[Dataset entries]

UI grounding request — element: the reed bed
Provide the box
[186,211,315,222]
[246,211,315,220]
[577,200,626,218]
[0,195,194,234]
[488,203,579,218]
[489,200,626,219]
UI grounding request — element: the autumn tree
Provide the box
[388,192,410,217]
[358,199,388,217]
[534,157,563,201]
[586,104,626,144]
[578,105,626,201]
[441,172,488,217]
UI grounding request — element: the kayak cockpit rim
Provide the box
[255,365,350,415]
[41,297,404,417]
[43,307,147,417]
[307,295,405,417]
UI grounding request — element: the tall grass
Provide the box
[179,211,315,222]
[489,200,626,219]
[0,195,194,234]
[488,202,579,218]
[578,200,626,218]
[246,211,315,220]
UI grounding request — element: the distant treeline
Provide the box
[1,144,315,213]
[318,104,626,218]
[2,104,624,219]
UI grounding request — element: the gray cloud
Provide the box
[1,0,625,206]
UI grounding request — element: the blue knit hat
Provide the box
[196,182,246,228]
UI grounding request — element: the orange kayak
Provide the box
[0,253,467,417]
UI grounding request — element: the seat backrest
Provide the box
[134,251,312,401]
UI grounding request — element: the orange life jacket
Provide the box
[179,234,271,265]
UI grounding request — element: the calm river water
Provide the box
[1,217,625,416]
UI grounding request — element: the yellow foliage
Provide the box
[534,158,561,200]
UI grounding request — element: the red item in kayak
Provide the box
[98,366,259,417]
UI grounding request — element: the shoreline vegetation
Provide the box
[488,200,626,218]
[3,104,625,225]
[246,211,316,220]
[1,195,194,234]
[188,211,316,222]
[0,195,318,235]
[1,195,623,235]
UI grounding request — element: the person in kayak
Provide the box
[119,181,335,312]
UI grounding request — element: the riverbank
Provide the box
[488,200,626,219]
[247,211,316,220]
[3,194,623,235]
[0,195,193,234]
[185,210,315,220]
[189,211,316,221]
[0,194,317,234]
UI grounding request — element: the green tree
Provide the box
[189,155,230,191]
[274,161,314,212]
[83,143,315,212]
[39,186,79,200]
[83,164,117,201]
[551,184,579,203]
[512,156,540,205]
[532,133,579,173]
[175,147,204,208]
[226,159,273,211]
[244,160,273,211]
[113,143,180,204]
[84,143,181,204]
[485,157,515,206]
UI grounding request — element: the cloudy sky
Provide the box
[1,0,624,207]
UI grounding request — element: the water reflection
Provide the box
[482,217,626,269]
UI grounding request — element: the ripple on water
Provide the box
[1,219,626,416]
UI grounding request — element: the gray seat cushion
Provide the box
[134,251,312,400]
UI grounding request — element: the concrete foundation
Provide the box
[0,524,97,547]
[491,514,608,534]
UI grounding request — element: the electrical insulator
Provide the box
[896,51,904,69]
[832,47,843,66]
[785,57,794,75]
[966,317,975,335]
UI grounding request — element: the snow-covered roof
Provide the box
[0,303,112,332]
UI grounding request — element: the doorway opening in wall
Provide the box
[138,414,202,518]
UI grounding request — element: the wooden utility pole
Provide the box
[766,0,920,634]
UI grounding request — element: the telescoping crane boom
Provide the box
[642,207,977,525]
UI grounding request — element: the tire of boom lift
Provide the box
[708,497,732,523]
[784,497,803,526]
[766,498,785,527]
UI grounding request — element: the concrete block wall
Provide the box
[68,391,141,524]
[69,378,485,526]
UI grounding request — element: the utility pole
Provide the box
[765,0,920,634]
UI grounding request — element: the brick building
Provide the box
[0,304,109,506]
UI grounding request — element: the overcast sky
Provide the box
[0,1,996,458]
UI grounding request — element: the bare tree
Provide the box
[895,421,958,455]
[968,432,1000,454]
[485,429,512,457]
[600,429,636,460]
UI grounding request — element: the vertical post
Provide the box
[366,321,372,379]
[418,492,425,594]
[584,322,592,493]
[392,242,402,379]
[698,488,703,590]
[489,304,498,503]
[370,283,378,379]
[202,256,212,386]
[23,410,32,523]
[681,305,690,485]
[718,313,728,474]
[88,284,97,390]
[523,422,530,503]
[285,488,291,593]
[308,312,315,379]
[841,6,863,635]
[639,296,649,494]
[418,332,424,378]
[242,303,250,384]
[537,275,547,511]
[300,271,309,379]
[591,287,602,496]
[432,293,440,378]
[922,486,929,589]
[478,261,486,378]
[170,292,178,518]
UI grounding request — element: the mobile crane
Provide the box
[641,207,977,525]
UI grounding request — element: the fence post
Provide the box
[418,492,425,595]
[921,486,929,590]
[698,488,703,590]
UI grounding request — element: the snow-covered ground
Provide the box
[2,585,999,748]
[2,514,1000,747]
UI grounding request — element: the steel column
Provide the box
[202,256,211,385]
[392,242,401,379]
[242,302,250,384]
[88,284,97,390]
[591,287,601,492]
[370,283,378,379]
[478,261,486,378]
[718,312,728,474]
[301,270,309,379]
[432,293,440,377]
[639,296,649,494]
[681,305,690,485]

_WORK REQUIRED_: Restate verbatim all lines from the start of the data through the line containing "UI grounding request — element: the autumn", with both ends kept.

_SOLUTION TO THIS TASK_:
UI grounding request — element: the reed bed
Provide the box
[186,211,315,222]
[246,211,315,220]
[577,200,626,218]
[0,195,194,234]
[488,203,579,218]
[489,200,626,219]
UI grounding request — element: the autumn tree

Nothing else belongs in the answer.